## Prompt
Set each line of the data down exactly, please.
^^^^
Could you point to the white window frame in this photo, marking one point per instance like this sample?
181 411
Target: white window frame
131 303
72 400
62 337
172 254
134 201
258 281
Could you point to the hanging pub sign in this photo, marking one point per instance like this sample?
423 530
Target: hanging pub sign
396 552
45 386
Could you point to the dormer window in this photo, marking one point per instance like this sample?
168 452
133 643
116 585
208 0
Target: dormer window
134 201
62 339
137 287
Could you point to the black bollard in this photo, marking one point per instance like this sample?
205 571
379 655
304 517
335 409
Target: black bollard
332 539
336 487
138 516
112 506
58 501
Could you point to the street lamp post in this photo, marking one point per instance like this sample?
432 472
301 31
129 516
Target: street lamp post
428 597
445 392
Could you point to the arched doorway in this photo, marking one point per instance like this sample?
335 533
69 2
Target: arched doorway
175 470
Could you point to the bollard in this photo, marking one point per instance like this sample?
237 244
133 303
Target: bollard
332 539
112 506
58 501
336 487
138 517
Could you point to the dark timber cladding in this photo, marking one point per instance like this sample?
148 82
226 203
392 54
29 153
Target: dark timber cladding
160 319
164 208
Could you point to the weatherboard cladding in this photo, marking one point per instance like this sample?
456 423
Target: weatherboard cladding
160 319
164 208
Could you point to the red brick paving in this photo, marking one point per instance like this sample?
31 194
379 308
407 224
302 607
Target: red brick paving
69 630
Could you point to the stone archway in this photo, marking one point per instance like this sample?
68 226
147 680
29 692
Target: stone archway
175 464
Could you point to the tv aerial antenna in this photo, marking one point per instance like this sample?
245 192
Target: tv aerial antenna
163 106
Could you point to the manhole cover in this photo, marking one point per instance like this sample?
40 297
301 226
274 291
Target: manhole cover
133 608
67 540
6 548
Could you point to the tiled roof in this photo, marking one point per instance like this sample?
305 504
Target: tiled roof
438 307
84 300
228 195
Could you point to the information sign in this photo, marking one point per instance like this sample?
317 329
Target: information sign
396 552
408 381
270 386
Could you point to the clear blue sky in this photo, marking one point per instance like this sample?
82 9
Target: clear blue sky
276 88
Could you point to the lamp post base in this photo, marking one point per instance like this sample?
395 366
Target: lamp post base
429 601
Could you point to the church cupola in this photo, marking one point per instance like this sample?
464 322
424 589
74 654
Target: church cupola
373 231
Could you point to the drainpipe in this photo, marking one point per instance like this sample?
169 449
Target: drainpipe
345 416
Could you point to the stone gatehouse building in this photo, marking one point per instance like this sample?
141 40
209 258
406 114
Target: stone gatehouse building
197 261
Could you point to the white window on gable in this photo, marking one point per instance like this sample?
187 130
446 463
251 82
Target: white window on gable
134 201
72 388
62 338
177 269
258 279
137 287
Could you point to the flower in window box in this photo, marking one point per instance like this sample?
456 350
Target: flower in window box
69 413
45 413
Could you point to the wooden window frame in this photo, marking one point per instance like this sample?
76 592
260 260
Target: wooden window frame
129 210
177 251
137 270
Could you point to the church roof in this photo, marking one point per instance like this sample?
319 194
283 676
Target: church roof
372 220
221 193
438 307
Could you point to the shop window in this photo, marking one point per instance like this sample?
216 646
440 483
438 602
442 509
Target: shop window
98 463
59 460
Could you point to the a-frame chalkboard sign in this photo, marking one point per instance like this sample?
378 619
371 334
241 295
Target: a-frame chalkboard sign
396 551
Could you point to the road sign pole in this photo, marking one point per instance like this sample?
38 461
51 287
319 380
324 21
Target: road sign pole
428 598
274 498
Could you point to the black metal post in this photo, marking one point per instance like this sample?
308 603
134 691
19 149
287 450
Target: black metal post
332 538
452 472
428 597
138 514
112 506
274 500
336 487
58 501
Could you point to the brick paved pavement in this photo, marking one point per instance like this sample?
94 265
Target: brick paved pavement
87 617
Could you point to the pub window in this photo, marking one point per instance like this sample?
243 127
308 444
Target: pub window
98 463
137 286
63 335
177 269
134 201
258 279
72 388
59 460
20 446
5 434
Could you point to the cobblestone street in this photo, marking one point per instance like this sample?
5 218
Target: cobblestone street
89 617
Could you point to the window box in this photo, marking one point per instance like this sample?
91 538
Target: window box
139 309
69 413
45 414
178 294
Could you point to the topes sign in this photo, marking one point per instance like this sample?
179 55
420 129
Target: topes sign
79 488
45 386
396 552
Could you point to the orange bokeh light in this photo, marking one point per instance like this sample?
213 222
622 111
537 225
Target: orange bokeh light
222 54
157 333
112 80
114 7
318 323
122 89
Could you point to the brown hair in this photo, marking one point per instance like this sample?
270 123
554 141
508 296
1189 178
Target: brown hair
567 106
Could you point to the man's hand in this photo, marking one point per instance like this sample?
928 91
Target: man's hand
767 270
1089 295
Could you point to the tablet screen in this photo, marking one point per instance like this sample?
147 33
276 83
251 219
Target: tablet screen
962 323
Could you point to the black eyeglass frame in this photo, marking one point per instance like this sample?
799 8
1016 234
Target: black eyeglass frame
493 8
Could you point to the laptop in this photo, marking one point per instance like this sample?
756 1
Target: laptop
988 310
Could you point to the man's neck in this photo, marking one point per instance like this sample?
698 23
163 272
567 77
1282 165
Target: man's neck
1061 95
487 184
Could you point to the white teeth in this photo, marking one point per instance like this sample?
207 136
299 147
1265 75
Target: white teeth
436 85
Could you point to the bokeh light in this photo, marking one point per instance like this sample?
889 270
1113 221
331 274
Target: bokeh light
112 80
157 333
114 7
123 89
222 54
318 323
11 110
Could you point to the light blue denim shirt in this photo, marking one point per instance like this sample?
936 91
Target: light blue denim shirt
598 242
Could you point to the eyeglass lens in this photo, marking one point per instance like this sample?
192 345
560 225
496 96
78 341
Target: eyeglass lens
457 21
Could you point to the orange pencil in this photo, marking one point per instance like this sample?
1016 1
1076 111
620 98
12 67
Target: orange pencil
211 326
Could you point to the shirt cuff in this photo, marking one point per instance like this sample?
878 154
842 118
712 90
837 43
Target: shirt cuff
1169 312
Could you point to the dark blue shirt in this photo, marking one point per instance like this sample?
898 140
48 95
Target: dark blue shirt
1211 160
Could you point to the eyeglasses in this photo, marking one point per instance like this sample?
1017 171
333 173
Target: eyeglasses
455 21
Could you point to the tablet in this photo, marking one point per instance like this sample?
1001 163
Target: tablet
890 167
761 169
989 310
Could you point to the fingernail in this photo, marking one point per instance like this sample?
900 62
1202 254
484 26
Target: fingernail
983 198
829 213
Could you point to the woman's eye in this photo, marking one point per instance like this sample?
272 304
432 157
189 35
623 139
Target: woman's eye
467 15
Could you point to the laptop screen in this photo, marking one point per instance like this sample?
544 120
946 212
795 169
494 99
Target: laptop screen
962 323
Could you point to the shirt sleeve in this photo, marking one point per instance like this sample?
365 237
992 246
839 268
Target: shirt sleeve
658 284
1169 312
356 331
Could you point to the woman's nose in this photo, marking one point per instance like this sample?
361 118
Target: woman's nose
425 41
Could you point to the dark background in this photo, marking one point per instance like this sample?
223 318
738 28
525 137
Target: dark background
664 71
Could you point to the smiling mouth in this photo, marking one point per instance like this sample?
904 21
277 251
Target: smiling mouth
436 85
^^^^
## Problem solution
Could you point to the white window frame in this photo, marking one point per instance like this sample?
181 411
Target: white window frame
131 303
72 400
62 337
172 254
134 201
258 281
Could you point to the hanging pub sign in this photo, marking one point per instance like this sample?
423 530
Target: hanging pub sign
396 552
45 386
Could you point to the dormer window in this photo, marking one point per instance like this sample?
168 452
133 643
116 585
208 0
Target: dormer window
134 201
62 339
137 287
Could you point to the black bollard in this photo, marking one point per instance like this sample?
205 571
379 655
304 517
335 409
Target: black bollard
332 539
336 487
138 516
112 506
58 501
Could you point to the street lamp post in this photo, marking one point per instance like this sample?
432 472
301 31
129 516
Target: street lamp post
428 597
445 392
Could you point to the arched doorway in this photo, marking one point per instance like this sample?
335 533
69 2
Target: arched doorway
175 470
Could you point to the bollard in this photo, marking one point per instance like this sample?
237 244
133 303
Target: bollard
332 539
112 506
58 501
336 487
138 517
Could you point to the dark timber cladding in this photo, marking one point per instance like this sample?
148 82
226 203
392 54
29 153
Target: dark timber cladding
160 319
164 208
Could you point to the weatherboard cladding in this photo, marking one point per instance like this sample?
456 423
Target: weatherboard cladding
160 319
164 208
Could you point to the red brick paving in this photo, marking one point per instance like this sample?
31 194
379 308
407 224
302 607
Target: red brick paving
69 630
Could you point to the stone archway in this photo, marking one point per instance like this sample?
68 226
147 680
29 692
Target: stone archway
175 464
Could you point to the tv aerial antenna in this photo, marking one point per instance like this sample?
245 192
Target: tv aerial antenna
163 106
Could you point to the manhole cover in this photo, marking one point per instance like this sample?
40 297
301 226
274 291
Target: manhole cover
133 608
67 540
6 548
Could you point to the tiled roof in this photo, marking one point per instance like this sample?
305 504
Target: tiled roof
438 307
84 300
228 195
Could you point to the information sign in this photo, marking one point per instance like this sample?
317 329
Target: information sign
396 552
408 381
270 386
Could you point to the clear blue sky in this photo, marking one point per instance like this sample?
82 9
Target: clear blue sky
276 88
Could you point to the lamp post base in this photo, marking one point per instance like this sample?
395 366
Target: lamp post base
429 601
Could you point to the church cupola in this photo, marking one point per instance like this sample?
464 322
424 589
74 654
Target: church cupola
373 231
Could you point to the drainpipe in this photo, marking one point per instance like this sample?
169 449
Target: drainpipe
345 416
Could you point to the stone gatehouse building in this photo, marking one point per instance like this sample?
141 40
209 258
406 114
Target: stone gatehouse building
197 261
Could you point to the white window on gable in this photo, marking one point per instance like this sample?
187 130
446 463
251 82
Target: white window on gable
134 201
72 388
62 338
177 269
258 279
137 287
Could you point to the flower in window box in this photo, marking one point per instance like this sample?
456 350
Target: flower in window box
69 413
45 413
Could you point to the wooden window frame in this photo, marking one point per instance like this sample?
76 592
260 260
Target: wooden window frame
129 210
177 251
137 270
Could you point to the church roof in this photo, marking one point per instance like this sample?
319 194
283 676
Target: church roof
372 220
221 193
438 307
Could you point to the shop window in this photo, marking one point per instance like this sample?
216 646
440 483
438 602
442 509
Target: shop window
98 463
59 460
Could you point to the a-frame chalkboard sign in this photo, marking one point per instance like this sample?
378 619
371 334
241 295
Target: a-frame chalkboard sign
396 551
Could you point to the road sign pole in this photo, marking one point per instance like this sample?
38 461
51 287
319 380
324 21
Target: road sign pole
428 598
274 498
Could you point to the black metal post in this photo, marking one point per instance like this sample?
308 603
134 691
19 149
287 450
Target: black metal post
332 538
452 472
428 597
138 514
112 506
274 500
336 487
58 501
Could you point to the brick paved pavement in this photo, marking one point per instance like this sample?
94 265
Target: brick paved pavement
87 617
Could you point to the pub window in this photo, marking one point per instance like this sample?
243 127
308 444
Target: pub window
98 463
137 286
63 335
177 269
134 201
258 279
72 388
59 460
20 446
5 434
Could you point to the cobblestone street in this photo, marking one point per instance like this sample?
5 218
Target: cobblestone street
89 617
Could you point to the window box in this photo, marking one point per instance like this sample?
91 538
Target: window box
139 309
69 413
45 414
178 294
Could you point to the topes sign in this photo, marking one point per instance like this sample?
179 55
420 129
Target: topes sign
79 488
45 386
396 552
Could you point to the orange bokeh light in this photo, marking one point per instance like this sample?
213 222
622 111
537 225
Target: orange bokeh light
222 54
157 333
112 80
114 7
318 323
122 89
Could you point to the brown hair in this photo, marking one point per instance like this sample?
270 123
554 141
508 296
1189 178
Target: brown hair
567 106
Could you point to the man's hand in this photo, marking one point per instance like this sample?
928 91
Target: man's hand
767 270
1089 295
Could you point to the tablet screen in this photo, marking one point per instance like this sample?
147 33
276 83
251 219
Target: tablet screen
962 323
Could you point to the black eyeglass frame in this photo, marking one point per instance like this sample?
799 8
1016 234
Target: black eyeglass frame
493 8
Could you point to the laptop in this photo, marking one point per instance like this sample?
756 1
Target: laptop
988 310
Could you point to the man's neck in this photo, marking one point per instance like this sample?
698 23
163 272
567 77
1282 165
Target: man's neck
1061 95
487 184
Could you point to the white teeth in this photo, marking one point per instance like this sample?
207 136
299 147
1265 75
Target: white teeth
436 85
Could you point to the bokeh light in this photo, marking one point per instance like this sample?
889 270
1113 221
331 274
Target: bokeh light
112 80
157 333
114 7
123 89
222 54
318 323
11 110
Could you point to the light blue denim shirt in this photo, marking one point per instance like this sample?
936 91
Target: light blue denim shirt
598 242
Could you point to the eyeglass lens in this photo, marking one point per instance like this sample?
192 345
560 225
496 96
78 341
Target: eyeglass lens
457 21
Could you point to the orange pencil in this photo, marking one point per instance like this sample?
1016 1
1076 111
620 98
12 67
Target: orange pencil
211 326
Could you point to the shirt cuff in this photo, marking one point per instance like this sample?
878 154
842 118
712 90
837 43
Target: shirt cuff
1169 312
Could you point to the dark blue shirt in this photo, marking one point per instance like this sample?
898 140
48 95
Target: dark blue shirt
1211 160
Could you point to the eyeglasses in this photo, marking one point per instance like this sample?
1017 171
333 173
Target: eyeglasses
455 21
Could you point to the tablet in this photo, marking one point per instance like this sample?
1001 163
Target: tablet
890 167
761 169
989 310
Could you point to the fingernail in this photo, marking one point per instance like this sample?
900 62
1202 254
484 26
Target: fingernail
983 198
829 213
Could you point to the woman's eye in this photo, marking one point per instance like this sample?
272 304
432 157
189 35
623 139
Target: woman's eye
467 15
Could you point to the laptop screen in this photo, marking one point per instance like this sample?
544 120
946 212
795 169
494 99
Target: laptop screen
962 323
Could you point to the shirt sleeve in this photo, marking one point per instance like this sample?
365 237
992 246
839 268
Target: shirt sleeve
658 284
1169 312
356 331
Could you point to the woman's nose in this photo, marking one point per instance like this sample?
361 118
Target: woman's nose
425 41
Could you point to the dark background in this photo, marking one point per instance like this sample?
223 318
738 28
525 137
Target: dark background
664 71
Could you point to the smiling mouth in this photo, marking one point per instance like this sample?
904 21
277 251
Target: smiling mouth
436 85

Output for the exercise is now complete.